Tarefa breve A
No excerto sobre o processo disciplinar, de quantos dias úteis dispõe o trabalhador para consultar o processo e apresentar a sua resposta à nota de culpa?

Excerto selecionado
_ _ _ _ _
Esta medida preventiva de suspensão de um trabalhador pode ser justificada se a manutenção das suas normais funções poderá desencadear conflitos, destabilizar os demais trabalhadores, se a perpetuação de comportamentos ilegais (furtos, burlas etc.), ou dificultar/bloquear a averiguação das condutas em causa, enquanto não for possível elaborar da nota de culpa.
O Processo disciplinar, pode iniciar-se com a fase do inquérito disciplinar, que embora não sendo obrigatório é por vezes utilizado. O recurso a esta prática visa a recolha de elementos para a fundamentação da nota de culpa sempre que a apresentação da participação não seja suficientemente fatual e fundamentada para a apresentação de uma nota de culpa.
No processo prévio de inquérito a entidade empregadora dispõe de 30 dias entre a suspeita da prática dos factos irregulares e início do inquérito para o exercício da ação disciplinar e mais 30 dias após a conclusão do inquérito para a notificação da nota de culpa.
Em bom rigor, será altamente recomendável recorrer a esta prática quando se adivinha um processo disciplinar complexo e de dificuldades na recolha de prova.
A nota de culpa:
A nota de culpa é um documento escrito no qual a entidade patronal descreve os factos e infrações que são imputadas ao trabalhador, assim como as normas legais (laborais) que no seu entender foram violadas. A entidade patronal deverá ainda indicar ao trabalhador de que dispõem de 10 dias úteis para consultar o processo e apresentar a sua resposta.
_ _ _ _ _
Tarefa breve B
Copie sem qualquer alteração a parte das linhas abaixo que começa na linha que contém "jacket? Mark that spot." e termina na última dessas linhas, incluindo as duas extremidades.
_ _ _ _ _
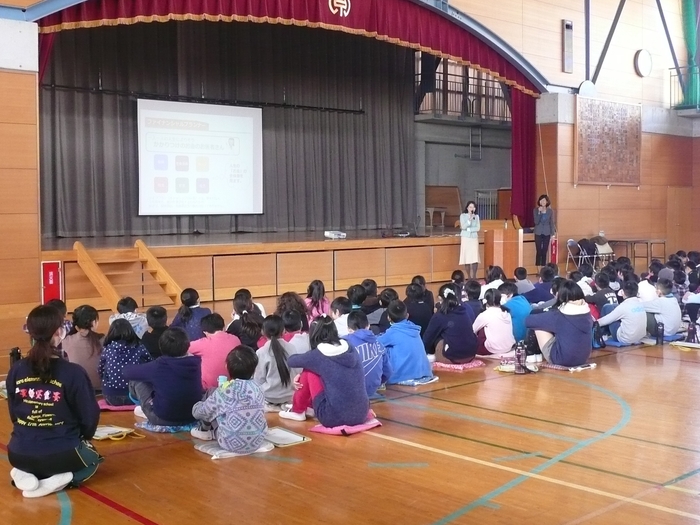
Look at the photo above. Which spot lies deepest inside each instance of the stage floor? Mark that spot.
(209, 239)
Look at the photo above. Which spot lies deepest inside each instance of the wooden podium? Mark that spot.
(504, 248)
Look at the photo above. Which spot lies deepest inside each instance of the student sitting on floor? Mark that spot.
(340, 308)
(518, 307)
(564, 332)
(664, 309)
(213, 349)
(157, 317)
(237, 406)
(473, 288)
(293, 301)
(273, 373)
(84, 345)
(542, 291)
(46, 459)
(449, 334)
(316, 301)
(332, 383)
(521, 281)
(402, 341)
(189, 316)
(627, 321)
(168, 387)
(419, 311)
(494, 327)
(126, 308)
(293, 333)
(373, 355)
(121, 348)
(248, 324)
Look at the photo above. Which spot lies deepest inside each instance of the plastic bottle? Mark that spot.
(659, 333)
(520, 358)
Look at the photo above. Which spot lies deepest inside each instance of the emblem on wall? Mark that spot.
(341, 7)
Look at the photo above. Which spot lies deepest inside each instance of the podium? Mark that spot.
(504, 248)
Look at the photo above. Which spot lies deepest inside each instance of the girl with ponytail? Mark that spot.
(494, 327)
(57, 396)
(272, 372)
(190, 314)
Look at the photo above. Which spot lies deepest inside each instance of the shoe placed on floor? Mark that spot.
(49, 485)
(204, 435)
(294, 416)
(271, 407)
(24, 480)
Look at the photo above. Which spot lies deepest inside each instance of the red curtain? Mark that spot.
(524, 142)
(397, 21)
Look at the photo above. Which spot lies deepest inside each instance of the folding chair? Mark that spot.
(573, 254)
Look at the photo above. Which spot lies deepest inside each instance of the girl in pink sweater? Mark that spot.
(493, 327)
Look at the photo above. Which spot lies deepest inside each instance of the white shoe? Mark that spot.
(204, 435)
(24, 480)
(50, 485)
(295, 416)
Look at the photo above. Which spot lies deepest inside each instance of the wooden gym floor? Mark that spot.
(617, 444)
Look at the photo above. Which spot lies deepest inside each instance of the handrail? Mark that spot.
(150, 262)
(96, 276)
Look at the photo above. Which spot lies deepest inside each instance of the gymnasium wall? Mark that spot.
(19, 183)
(533, 28)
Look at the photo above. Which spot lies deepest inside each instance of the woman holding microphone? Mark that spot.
(469, 247)
(544, 228)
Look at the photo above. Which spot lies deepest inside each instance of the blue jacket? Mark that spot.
(374, 358)
(519, 309)
(344, 399)
(456, 330)
(67, 413)
(177, 385)
(406, 352)
(193, 325)
(541, 293)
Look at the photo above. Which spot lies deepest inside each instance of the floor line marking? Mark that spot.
_ _ _ _ _
Resposta completa A
O trabalhador dispõe de 10 dias úteis.

Resposta completa B
Look at the photo above. Which spot lies deepest inside each instance of the blue jacket? Mark that spot.
(374, 358)
(519, 309)
(344, 399)
(456, 330)
(67, 413)
(177, 385)
(406, 352)
(193, 325)
(541, 293)
Look at the photo above. Which spot lies deepest inside each instance of the floor line marking? Mark that spot.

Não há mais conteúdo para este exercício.